> Task directions:
Return every row below unchanged, character for character, but leave out the pictures.

> Input records:
******
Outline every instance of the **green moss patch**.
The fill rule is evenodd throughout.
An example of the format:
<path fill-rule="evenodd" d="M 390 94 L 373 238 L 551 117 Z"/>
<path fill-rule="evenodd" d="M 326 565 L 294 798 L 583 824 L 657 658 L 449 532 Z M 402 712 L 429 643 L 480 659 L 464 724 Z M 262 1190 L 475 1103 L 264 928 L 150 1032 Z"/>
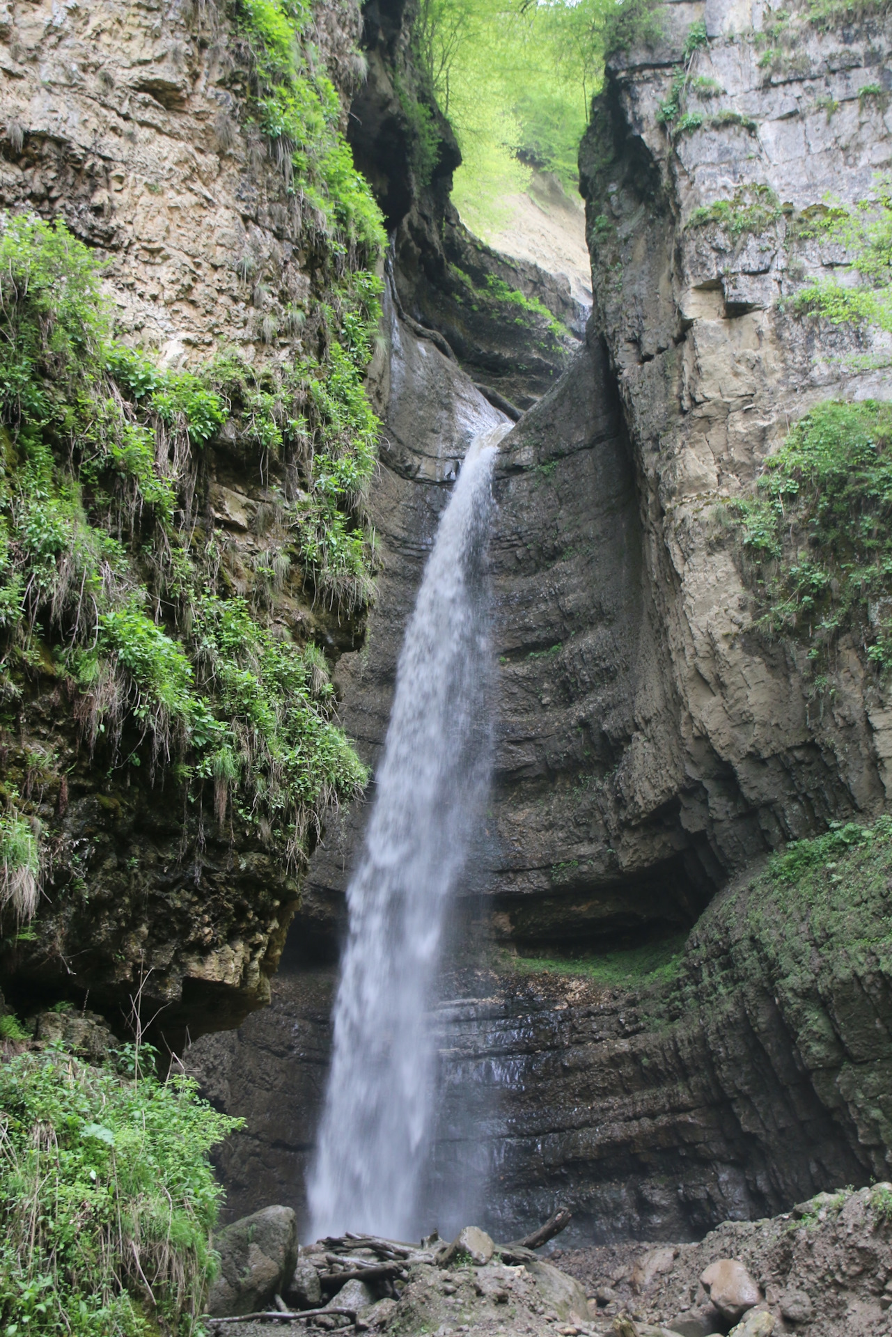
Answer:
<path fill-rule="evenodd" d="M 610 952 L 587 952 L 580 956 L 506 956 L 506 964 L 524 975 L 568 975 L 603 984 L 607 988 L 639 989 L 667 983 L 678 972 L 685 948 L 685 933 L 645 943 L 639 947 L 615 948 Z"/>

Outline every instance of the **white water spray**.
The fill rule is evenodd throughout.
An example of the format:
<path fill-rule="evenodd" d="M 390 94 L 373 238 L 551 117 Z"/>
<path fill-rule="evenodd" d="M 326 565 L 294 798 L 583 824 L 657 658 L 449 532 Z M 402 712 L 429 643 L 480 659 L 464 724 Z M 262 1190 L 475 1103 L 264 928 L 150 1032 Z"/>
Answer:
<path fill-rule="evenodd" d="M 483 556 L 511 424 L 475 437 L 409 620 L 377 796 L 346 892 L 334 1054 L 309 1182 L 313 1238 L 416 1234 L 433 1124 L 428 1008 L 489 771 Z"/>

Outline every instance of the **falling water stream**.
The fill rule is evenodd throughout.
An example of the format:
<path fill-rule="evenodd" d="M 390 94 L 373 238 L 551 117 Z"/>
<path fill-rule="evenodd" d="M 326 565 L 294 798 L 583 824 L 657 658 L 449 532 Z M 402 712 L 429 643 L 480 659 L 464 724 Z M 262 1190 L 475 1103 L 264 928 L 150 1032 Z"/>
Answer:
<path fill-rule="evenodd" d="M 497 444 L 475 437 L 443 512 L 397 667 L 393 711 L 334 1004 L 309 1182 L 313 1237 L 416 1234 L 433 1119 L 429 1017 L 451 893 L 489 779 L 483 559 Z"/>

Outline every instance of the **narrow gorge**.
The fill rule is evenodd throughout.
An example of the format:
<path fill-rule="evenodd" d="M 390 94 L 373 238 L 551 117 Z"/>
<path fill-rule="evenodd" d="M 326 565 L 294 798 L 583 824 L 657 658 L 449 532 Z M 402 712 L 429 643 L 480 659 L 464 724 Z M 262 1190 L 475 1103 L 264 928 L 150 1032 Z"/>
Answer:
<path fill-rule="evenodd" d="M 892 15 L 600 7 L 590 306 L 463 222 L 435 8 L 0 9 L 3 1136 L 28 1063 L 100 1159 L 91 1074 L 177 1074 L 280 1214 L 231 1257 L 289 1241 L 218 1318 L 374 1265 L 381 1332 L 892 1332 Z M 481 440 L 488 632 L 417 639 Z M 198 1330 L 131 1253 L 147 1326 L 21 1330 Z"/>

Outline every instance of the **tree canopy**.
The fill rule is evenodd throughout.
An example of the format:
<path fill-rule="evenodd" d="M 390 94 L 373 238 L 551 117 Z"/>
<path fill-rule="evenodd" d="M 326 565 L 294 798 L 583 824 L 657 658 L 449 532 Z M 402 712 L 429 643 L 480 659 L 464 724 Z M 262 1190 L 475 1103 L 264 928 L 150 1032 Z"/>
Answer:
<path fill-rule="evenodd" d="M 461 147 L 453 199 L 475 230 L 532 168 L 576 186 L 617 0 L 421 0 L 417 35 Z"/>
******
> Task solution:
Outline every instance of the **green moss patch**.
The fill rule is evenodd throughout.
An example of the format:
<path fill-rule="evenodd" d="M 390 94 L 373 238 L 551 117 Z"/>
<path fill-rule="evenodd" d="M 326 565 L 294 798 L 583 824 L 657 658 L 449 532 Z M 402 712 L 429 643 L 480 659 L 464 724 Z M 262 1190 L 475 1103 L 264 928 L 150 1032 Z"/>
Answer:
<path fill-rule="evenodd" d="M 610 952 L 587 952 L 580 956 L 506 956 L 506 964 L 524 975 L 568 975 L 603 984 L 607 988 L 639 989 L 667 983 L 678 972 L 685 948 L 685 933 L 645 943 L 639 947 L 615 948 Z"/>

Outline every instance of the **white water spray**.
The fill rule is evenodd throughout.
An example of the format:
<path fill-rule="evenodd" d="M 390 94 L 373 238 L 551 117 Z"/>
<path fill-rule="evenodd" d="M 326 565 L 294 798 L 583 824 L 657 658 L 449 532 Z M 402 712 L 429 643 L 480 659 L 464 724 Z M 262 1190 L 475 1103 L 264 928 L 150 1032 Z"/>
Answer:
<path fill-rule="evenodd" d="M 483 556 L 511 424 L 475 437 L 409 620 L 377 796 L 346 892 L 334 1054 L 309 1182 L 313 1238 L 416 1234 L 433 1124 L 428 1008 L 489 771 Z"/>

Outline every instance of the **falling water stream**.
The fill rule is evenodd throughout.
An example of the format:
<path fill-rule="evenodd" d="M 390 94 L 373 238 L 551 117 Z"/>
<path fill-rule="evenodd" d="M 326 565 L 294 798 L 583 824 L 657 658 L 449 532 Z M 402 712 L 429 643 L 480 659 L 464 724 Z M 262 1190 L 475 1103 L 264 928 L 150 1032 Z"/>
Answer:
<path fill-rule="evenodd" d="M 497 444 L 475 437 L 443 512 L 397 667 L 393 711 L 334 1004 L 309 1182 L 313 1237 L 416 1234 L 433 1119 L 429 1017 L 451 893 L 489 779 L 483 559 Z"/>

Outline every instance of the **narrow gorge**.
The fill rule is evenodd throughout.
An example of the format:
<path fill-rule="evenodd" d="M 390 94 L 373 238 L 551 117 Z"/>
<path fill-rule="evenodd" d="M 326 565 L 294 798 L 583 824 L 657 658 L 449 532 Z M 402 712 L 429 643 L 480 659 L 464 724 Z M 262 1190 L 475 1103 L 264 928 L 150 1032 Z"/>
Answer:
<path fill-rule="evenodd" d="M 892 15 L 600 7 L 590 306 L 463 222 L 435 8 L 0 9 L 3 1136 L 28 1063 L 100 1159 L 91 1074 L 177 1074 L 280 1214 L 231 1257 L 289 1241 L 218 1318 L 374 1265 L 381 1332 L 892 1332 Z M 481 440 L 488 632 L 417 639 Z M 198 1330 L 131 1253 L 147 1326 L 21 1330 Z"/>

Outline every instance of the **tree canopy**.
The fill rule is evenodd throughout.
An example of the format:
<path fill-rule="evenodd" d="M 390 94 L 373 238 L 551 117 Z"/>
<path fill-rule="evenodd" d="M 326 565 L 294 798 L 583 824 L 657 658 L 449 532 Z M 402 712 L 429 643 L 480 659 L 464 724 Z M 262 1190 L 475 1103 L 264 928 L 150 1032 Z"/>
Answer:
<path fill-rule="evenodd" d="M 461 147 L 453 199 L 475 230 L 532 168 L 576 186 L 617 0 L 421 0 L 417 35 Z"/>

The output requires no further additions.